*GOAL OF THE EXERCISE*. When the line containing "<point>901,233</point>" appears in the listing below, set it down along with each later line through the end, exactly as written, and nothing before it.
--------------------------------
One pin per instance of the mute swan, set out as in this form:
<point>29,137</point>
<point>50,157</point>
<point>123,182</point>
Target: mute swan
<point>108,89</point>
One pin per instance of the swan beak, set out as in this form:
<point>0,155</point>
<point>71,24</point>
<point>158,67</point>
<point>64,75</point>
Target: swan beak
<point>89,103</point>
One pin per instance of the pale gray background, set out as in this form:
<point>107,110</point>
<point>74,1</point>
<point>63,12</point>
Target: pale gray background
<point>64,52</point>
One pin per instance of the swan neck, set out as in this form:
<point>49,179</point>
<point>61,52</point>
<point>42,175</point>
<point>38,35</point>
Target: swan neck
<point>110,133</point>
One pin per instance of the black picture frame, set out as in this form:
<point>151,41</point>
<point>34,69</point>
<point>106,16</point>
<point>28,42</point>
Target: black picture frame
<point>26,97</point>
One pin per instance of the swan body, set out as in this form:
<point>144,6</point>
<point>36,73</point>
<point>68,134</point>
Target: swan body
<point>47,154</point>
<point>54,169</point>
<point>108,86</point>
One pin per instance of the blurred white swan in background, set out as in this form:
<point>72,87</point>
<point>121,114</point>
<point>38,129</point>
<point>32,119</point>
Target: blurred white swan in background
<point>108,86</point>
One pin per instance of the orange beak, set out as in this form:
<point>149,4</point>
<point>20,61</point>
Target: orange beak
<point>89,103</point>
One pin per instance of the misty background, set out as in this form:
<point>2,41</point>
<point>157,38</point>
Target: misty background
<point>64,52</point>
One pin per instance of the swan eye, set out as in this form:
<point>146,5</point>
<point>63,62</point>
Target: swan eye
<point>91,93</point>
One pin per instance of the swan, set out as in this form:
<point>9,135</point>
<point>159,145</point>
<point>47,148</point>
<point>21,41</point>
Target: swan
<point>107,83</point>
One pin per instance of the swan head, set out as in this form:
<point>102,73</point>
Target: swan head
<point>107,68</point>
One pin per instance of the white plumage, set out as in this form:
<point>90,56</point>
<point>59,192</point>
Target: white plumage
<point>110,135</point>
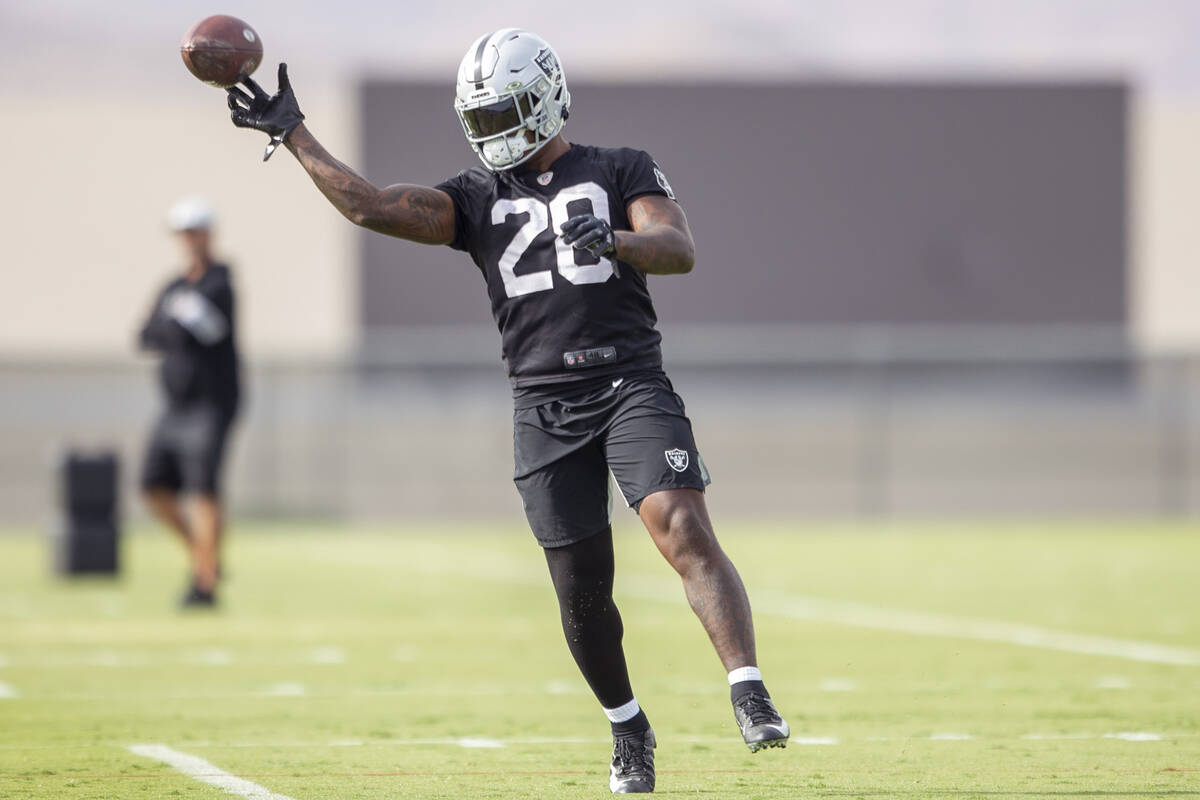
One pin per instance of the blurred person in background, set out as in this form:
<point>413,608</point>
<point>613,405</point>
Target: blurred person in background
<point>191,328</point>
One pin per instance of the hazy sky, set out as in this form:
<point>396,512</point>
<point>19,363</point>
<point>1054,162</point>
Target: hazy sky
<point>47,42</point>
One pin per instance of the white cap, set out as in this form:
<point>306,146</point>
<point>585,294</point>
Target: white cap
<point>190,214</point>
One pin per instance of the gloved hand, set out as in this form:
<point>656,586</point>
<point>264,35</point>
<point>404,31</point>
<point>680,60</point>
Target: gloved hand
<point>276,114</point>
<point>591,233</point>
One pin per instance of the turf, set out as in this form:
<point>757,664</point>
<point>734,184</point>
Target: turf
<point>426,662</point>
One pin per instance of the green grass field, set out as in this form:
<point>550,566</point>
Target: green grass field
<point>427,662</point>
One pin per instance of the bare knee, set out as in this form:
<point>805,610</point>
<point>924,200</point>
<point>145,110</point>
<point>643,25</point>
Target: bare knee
<point>681,529</point>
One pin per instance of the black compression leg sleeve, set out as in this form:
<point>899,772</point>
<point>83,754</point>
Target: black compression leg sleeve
<point>582,575</point>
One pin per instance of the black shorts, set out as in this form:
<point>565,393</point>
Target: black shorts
<point>186,449</point>
<point>636,427</point>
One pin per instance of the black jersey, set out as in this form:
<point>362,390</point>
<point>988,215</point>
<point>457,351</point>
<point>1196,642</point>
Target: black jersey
<point>564,316</point>
<point>192,326</point>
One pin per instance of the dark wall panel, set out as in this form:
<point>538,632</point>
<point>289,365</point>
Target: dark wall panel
<point>817,203</point>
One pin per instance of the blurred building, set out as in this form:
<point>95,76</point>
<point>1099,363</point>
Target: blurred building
<point>947,252</point>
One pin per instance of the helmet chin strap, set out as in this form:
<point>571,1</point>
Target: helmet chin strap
<point>505,150</point>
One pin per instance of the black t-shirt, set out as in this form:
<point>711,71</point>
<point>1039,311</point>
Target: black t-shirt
<point>564,316</point>
<point>192,326</point>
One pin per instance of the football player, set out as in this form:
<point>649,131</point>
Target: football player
<point>565,234</point>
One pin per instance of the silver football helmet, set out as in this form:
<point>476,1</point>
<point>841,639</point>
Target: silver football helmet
<point>511,96</point>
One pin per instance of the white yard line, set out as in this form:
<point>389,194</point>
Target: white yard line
<point>205,773</point>
<point>501,567</point>
<point>820,609</point>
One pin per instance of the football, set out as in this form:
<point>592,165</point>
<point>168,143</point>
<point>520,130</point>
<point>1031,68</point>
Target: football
<point>221,49</point>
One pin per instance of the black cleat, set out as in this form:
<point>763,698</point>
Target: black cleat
<point>197,597</point>
<point>633,763</point>
<point>760,722</point>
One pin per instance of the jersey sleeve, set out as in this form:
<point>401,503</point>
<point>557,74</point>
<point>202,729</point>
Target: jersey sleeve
<point>637,174</point>
<point>463,192</point>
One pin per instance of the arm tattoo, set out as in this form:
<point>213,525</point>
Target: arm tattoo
<point>660,241</point>
<point>414,212</point>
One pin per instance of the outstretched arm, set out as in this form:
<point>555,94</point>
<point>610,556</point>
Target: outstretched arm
<point>414,212</point>
<point>660,241</point>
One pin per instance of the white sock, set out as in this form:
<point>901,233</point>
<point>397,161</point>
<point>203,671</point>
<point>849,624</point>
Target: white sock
<point>744,673</point>
<point>623,713</point>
--------------------------------
*OUTPUT BELOW*.
<point>901,233</point>
<point>397,161</point>
<point>203,671</point>
<point>849,624</point>
Target: white sock
<point>744,673</point>
<point>623,713</point>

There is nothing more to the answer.